Extract every line below that contains the string "background", matching case exactly.

Data records:
******************************

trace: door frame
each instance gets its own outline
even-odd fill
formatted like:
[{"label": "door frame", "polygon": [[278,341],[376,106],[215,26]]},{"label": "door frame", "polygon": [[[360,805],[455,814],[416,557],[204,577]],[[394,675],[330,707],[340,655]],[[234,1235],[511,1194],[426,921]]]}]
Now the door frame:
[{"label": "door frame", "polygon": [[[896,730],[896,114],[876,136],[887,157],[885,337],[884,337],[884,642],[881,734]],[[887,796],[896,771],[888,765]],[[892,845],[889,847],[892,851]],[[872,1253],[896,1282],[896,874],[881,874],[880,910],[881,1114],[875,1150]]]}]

******************************

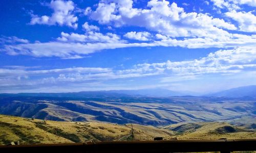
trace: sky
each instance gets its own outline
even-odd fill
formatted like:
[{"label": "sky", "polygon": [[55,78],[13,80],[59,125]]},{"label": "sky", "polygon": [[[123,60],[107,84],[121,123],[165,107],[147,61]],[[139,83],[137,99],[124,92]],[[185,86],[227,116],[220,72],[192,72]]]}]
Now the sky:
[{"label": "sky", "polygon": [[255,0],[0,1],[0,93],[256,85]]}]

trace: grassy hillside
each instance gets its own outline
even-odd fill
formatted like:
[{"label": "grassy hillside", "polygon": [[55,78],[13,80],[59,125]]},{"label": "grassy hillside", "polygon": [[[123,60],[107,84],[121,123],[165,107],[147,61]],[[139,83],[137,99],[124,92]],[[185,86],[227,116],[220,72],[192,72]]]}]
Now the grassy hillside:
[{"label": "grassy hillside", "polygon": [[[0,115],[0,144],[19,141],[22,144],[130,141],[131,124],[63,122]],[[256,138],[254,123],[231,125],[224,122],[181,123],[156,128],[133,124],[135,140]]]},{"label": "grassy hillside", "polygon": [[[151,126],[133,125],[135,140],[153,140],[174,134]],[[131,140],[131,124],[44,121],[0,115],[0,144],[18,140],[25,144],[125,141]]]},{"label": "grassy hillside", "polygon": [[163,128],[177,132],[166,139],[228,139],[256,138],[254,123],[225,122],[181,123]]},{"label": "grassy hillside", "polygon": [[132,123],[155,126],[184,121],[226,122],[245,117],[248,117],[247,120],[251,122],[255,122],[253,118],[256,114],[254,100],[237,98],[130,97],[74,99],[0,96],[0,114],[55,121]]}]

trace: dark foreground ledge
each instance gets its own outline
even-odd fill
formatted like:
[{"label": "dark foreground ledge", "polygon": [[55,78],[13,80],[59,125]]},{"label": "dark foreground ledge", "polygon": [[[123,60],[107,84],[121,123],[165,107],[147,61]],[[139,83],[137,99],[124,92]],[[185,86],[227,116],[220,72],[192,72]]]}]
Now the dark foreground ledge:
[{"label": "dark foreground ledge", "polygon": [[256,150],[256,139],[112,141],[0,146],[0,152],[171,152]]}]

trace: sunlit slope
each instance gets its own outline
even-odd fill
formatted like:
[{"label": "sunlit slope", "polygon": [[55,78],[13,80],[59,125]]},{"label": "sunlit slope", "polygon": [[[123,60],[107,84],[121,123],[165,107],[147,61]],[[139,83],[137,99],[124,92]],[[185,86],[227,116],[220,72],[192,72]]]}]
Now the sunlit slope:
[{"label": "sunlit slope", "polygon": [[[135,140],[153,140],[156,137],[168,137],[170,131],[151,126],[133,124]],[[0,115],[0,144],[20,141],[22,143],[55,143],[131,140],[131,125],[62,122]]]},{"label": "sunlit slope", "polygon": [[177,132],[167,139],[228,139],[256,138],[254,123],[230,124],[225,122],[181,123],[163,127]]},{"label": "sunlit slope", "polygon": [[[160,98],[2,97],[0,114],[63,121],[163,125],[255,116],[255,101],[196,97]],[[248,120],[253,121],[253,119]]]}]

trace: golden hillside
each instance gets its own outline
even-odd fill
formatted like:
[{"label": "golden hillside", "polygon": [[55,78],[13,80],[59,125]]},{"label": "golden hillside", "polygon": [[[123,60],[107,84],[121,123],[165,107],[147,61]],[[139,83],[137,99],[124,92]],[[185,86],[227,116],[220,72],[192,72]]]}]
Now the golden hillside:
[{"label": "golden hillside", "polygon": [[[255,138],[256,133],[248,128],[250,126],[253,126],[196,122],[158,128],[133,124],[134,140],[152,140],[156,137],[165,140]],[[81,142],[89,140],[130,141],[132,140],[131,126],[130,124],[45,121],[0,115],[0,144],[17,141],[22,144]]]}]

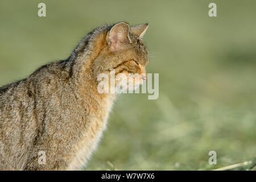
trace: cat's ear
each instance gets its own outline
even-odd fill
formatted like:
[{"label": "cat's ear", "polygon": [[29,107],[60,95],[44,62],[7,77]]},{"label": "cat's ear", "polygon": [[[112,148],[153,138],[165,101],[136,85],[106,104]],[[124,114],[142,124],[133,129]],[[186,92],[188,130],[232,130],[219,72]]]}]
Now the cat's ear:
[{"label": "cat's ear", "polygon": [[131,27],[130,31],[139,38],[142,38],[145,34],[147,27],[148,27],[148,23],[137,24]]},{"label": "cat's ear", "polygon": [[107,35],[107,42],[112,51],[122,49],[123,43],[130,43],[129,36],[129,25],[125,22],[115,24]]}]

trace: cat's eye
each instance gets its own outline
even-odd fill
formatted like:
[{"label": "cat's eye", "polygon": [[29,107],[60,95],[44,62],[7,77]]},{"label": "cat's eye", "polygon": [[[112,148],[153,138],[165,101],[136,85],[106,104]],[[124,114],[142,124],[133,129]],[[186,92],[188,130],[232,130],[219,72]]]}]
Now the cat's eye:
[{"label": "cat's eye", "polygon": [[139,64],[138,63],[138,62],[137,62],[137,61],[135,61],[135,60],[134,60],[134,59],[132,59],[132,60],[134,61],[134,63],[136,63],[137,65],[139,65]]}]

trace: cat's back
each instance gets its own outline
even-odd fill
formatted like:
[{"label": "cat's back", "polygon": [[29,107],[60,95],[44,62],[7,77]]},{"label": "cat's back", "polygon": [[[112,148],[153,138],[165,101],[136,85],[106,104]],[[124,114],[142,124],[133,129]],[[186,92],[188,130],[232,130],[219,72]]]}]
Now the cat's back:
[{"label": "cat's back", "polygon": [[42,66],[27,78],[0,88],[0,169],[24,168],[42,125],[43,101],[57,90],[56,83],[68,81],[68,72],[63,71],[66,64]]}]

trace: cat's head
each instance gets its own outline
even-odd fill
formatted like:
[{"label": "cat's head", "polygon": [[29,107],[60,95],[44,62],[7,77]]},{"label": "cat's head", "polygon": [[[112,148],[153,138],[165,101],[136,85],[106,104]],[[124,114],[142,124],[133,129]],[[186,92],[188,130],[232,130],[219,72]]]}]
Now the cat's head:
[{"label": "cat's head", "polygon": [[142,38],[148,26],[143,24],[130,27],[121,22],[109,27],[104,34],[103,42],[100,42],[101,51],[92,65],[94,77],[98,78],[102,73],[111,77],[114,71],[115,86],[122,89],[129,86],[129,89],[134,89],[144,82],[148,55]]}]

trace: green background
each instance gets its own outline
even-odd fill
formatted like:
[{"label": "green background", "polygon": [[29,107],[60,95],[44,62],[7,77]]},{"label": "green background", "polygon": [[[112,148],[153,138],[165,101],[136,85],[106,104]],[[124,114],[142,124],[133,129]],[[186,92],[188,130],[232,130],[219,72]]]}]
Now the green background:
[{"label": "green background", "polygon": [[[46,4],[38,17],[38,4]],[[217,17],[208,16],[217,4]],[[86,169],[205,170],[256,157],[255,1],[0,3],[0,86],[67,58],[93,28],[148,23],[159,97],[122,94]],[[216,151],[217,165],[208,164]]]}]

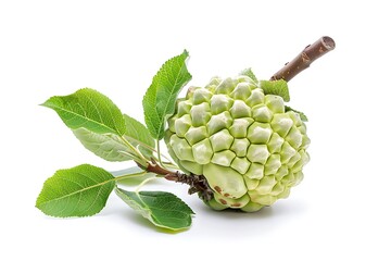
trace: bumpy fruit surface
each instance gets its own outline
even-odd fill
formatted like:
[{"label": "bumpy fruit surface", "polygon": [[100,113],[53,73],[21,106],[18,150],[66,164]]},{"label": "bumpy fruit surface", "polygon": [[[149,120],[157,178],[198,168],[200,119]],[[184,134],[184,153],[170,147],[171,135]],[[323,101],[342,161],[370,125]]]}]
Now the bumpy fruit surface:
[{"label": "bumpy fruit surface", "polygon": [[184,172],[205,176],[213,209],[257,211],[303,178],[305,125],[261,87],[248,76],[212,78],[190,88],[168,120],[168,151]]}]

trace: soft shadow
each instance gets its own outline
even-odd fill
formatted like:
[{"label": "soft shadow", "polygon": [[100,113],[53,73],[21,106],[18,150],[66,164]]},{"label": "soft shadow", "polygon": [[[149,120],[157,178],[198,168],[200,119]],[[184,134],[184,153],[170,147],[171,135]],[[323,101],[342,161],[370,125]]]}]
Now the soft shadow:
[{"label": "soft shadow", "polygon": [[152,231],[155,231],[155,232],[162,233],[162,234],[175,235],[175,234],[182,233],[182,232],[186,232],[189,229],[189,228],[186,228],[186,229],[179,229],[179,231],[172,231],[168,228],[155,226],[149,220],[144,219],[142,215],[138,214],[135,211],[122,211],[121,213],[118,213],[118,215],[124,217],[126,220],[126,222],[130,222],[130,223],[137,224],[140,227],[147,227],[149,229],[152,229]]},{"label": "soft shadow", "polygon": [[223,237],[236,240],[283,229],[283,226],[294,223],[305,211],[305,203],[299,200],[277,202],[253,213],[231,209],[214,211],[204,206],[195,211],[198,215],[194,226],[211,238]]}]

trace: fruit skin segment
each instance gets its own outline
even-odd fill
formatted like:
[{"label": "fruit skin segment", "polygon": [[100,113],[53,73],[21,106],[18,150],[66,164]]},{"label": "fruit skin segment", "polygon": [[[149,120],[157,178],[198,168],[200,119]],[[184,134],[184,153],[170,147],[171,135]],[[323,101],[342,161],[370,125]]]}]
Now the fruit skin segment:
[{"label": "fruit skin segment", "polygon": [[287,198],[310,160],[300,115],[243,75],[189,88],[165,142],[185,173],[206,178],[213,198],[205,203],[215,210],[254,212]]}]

******************************

- THE COMPLETED TASK
trace: green background
[{"label": "green background", "polygon": [[29,107],[60,95],[44,62],[7,77]]},{"label": "green background", "polygon": [[[112,148],[153,138],[165,101],[136,85],[106,104]],[[124,114],[142,124],[133,129]],[[186,92],[188,130],[232,130],[219,72]]]}]
Now the green background:
[{"label": "green background", "polygon": [[[46,4],[38,17],[38,4]],[[217,17],[208,16],[217,4]],[[86,169],[205,170],[256,157],[255,1],[0,3],[0,86],[67,58],[93,28],[148,23],[159,97],[122,94]],[[216,151],[217,165],[208,164]]]}]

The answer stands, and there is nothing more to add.